Приведённый отрывок >>
::::
Какова же была разница в степени реальности представлений о святых – и о чисто символических персонажах? Первые были утверждены Церковью, имели исторический характер и изображения в дереве или камне. Вторые были причастны душевной жизни людей, свободному полету фантазии. Можно с полным основанием усомниться в том, что Fortune и Faux-Semblant [Фортуна и Обманчивость] не казались столь же живыми, как св. Варвара или св. Христофор. И не будем забывать про один персонаж, который возник как бы сам по себе, вне какой бы то ни было догматической санкции, сделался более реальным, чем некоторые святые, и пережил их всех. Это образ Смерти.
::::
Данные для указания областей:
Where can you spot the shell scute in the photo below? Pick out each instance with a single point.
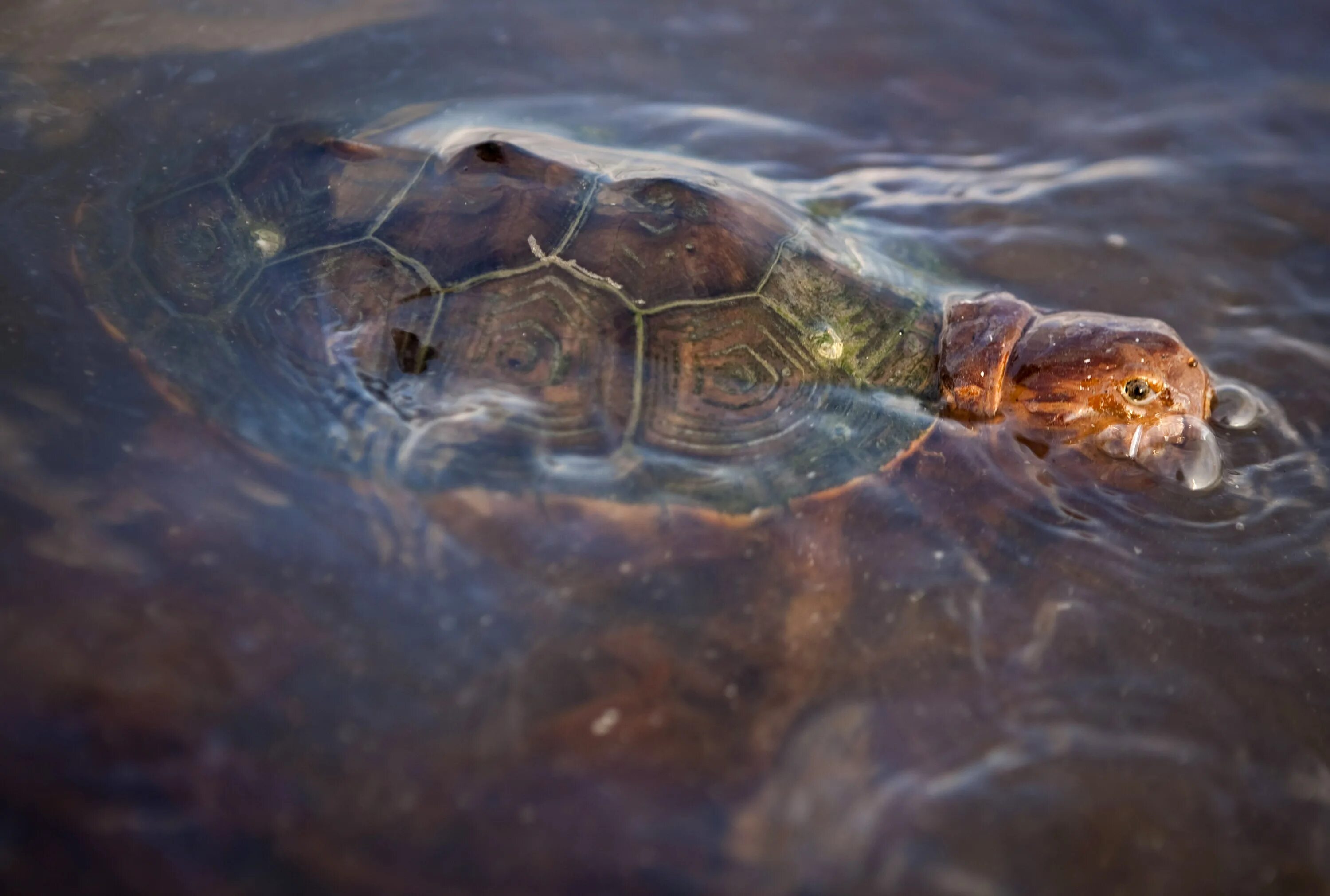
(665, 240)
(302, 192)
(196, 249)
(481, 209)
(558, 351)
::::
Задание >> Какой персонаж, согласно отрывку о святых и символических персонажах, возник вне всякой догматической санкции и пережил всех святых?

Поле для ответа >> Это образ Смерти.